**TASK PROMPT:** Copy down every line of the records below word for word, leaving out the pictures.

**DATASET:**
━━━━━━━━━━━━━━━━━━━━

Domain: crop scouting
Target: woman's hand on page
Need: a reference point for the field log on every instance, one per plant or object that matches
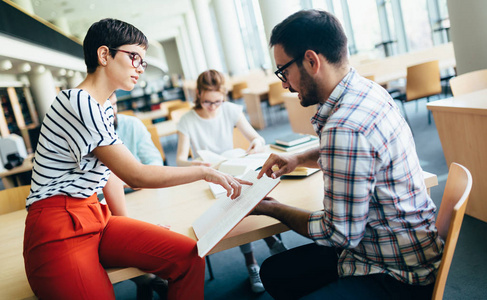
(264, 207)
(231, 184)
(277, 165)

━━━━━━━━━━━━━━━━━━━━

**WORKED SOLUTION:**
Domain: crop scouting
Target: woman's hand on page
Need: a reference point for the field log on every instance, one per plant or object that matches
(264, 207)
(231, 184)
(277, 165)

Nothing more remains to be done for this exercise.